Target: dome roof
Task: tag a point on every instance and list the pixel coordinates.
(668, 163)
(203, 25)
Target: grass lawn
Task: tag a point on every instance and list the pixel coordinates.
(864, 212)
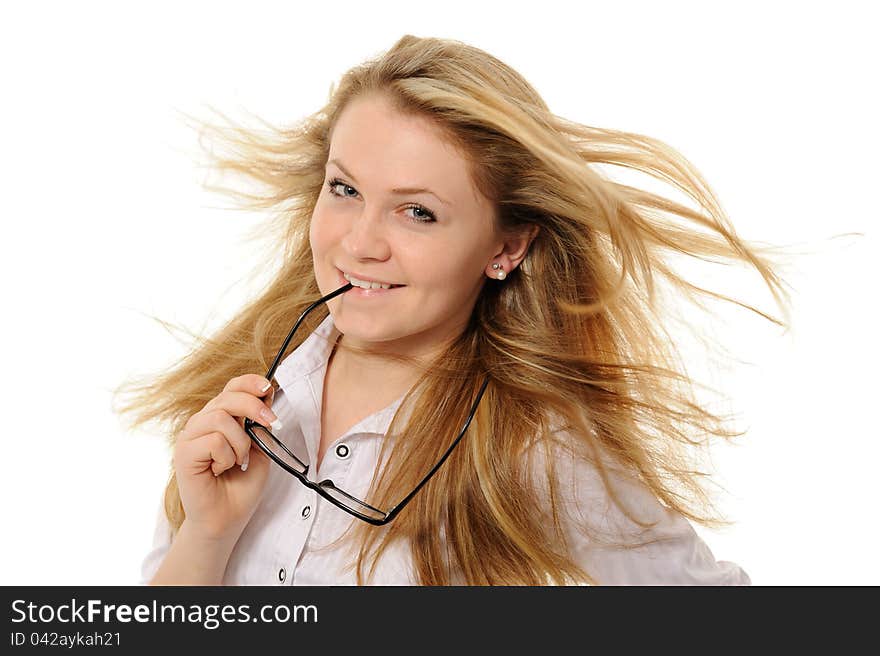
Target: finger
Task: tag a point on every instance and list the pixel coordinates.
(211, 451)
(221, 452)
(252, 383)
(244, 404)
(219, 421)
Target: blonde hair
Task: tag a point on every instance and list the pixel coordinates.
(574, 335)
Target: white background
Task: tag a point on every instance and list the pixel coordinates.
(105, 222)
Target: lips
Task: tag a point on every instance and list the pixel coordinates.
(342, 278)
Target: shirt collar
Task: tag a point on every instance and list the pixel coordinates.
(312, 354)
(310, 358)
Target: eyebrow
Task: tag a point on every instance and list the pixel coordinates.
(401, 191)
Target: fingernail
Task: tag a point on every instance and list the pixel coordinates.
(270, 418)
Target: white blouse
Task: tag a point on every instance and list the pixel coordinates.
(290, 538)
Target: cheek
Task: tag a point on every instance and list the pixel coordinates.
(321, 234)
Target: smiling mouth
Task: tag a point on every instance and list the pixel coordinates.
(367, 285)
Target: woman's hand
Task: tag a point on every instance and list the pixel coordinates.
(218, 494)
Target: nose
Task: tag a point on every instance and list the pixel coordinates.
(366, 237)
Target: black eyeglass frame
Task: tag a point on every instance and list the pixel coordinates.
(322, 486)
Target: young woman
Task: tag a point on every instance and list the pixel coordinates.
(479, 388)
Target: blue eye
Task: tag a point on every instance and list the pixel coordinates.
(428, 215)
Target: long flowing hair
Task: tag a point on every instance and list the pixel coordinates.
(574, 341)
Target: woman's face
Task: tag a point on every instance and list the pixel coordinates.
(438, 243)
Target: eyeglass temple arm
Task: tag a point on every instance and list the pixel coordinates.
(396, 509)
(293, 330)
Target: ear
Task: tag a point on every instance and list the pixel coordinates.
(513, 250)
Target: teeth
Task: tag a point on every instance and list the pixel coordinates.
(364, 284)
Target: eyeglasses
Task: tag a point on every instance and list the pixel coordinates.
(277, 451)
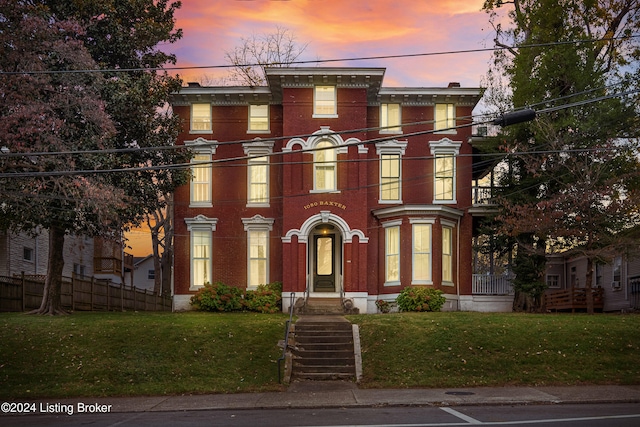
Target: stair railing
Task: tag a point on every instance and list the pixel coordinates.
(287, 327)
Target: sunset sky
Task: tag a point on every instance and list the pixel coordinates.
(337, 29)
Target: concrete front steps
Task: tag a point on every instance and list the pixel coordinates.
(324, 349)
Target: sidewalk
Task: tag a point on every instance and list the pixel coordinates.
(335, 394)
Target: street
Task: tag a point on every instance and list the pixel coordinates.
(589, 415)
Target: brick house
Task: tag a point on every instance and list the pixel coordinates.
(329, 182)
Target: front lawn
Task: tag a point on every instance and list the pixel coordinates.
(127, 354)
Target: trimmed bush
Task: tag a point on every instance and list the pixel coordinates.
(217, 297)
(420, 299)
(265, 299)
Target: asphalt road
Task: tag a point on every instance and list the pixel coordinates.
(574, 415)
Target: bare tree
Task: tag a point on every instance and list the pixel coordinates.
(258, 52)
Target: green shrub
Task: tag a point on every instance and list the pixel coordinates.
(383, 306)
(420, 299)
(217, 297)
(265, 299)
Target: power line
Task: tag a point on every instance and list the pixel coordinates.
(324, 61)
(341, 132)
(309, 150)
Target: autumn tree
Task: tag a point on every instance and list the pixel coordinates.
(48, 107)
(571, 182)
(86, 86)
(255, 53)
(126, 35)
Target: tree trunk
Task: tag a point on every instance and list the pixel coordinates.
(589, 287)
(167, 263)
(52, 298)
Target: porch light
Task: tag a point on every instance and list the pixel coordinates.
(324, 228)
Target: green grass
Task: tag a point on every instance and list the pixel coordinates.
(127, 354)
(477, 349)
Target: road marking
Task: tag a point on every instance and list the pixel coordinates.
(472, 421)
(461, 415)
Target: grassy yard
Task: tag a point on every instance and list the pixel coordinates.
(496, 349)
(121, 354)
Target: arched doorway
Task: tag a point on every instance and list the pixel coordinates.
(325, 259)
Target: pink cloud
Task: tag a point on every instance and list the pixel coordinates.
(346, 29)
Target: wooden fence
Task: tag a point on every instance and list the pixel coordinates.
(489, 284)
(24, 293)
(572, 299)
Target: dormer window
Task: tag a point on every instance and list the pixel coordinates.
(325, 101)
(445, 118)
(258, 118)
(324, 162)
(390, 118)
(200, 118)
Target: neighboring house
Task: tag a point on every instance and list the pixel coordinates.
(22, 253)
(619, 279)
(143, 276)
(331, 183)
(84, 256)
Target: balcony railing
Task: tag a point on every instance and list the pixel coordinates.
(483, 195)
(489, 284)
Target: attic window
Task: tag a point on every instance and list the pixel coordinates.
(324, 101)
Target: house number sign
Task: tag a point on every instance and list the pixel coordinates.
(325, 203)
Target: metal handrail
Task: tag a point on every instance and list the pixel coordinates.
(286, 334)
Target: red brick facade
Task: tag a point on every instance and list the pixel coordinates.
(329, 230)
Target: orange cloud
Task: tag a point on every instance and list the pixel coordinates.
(342, 29)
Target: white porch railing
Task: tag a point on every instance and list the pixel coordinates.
(487, 284)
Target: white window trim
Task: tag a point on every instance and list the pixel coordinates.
(255, 149)
(335, 103)
(450, 225)
(257, 223)
(206, 131)
(386, 125)
(385, 225)
(422, 221)
(202, 146)
(335, 168)
(393, 147)
(446, 131)
(445, 147)
(258, 131)
(200, 223)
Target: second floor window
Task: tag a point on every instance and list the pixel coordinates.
(390, 118)
(324, 101)
(447, 254)
(324, 163)
(258, 180)
(444, 178)
(201, 180)
(201, 118)
(390, 177)
(258, 117)
(445, 118)
(258, 257)
(392, 254)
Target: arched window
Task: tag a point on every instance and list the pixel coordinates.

______

## Work instructions:
Pull every line with the string "green" out of the material.

## Task answer:
Target: green shrub
Target: green grass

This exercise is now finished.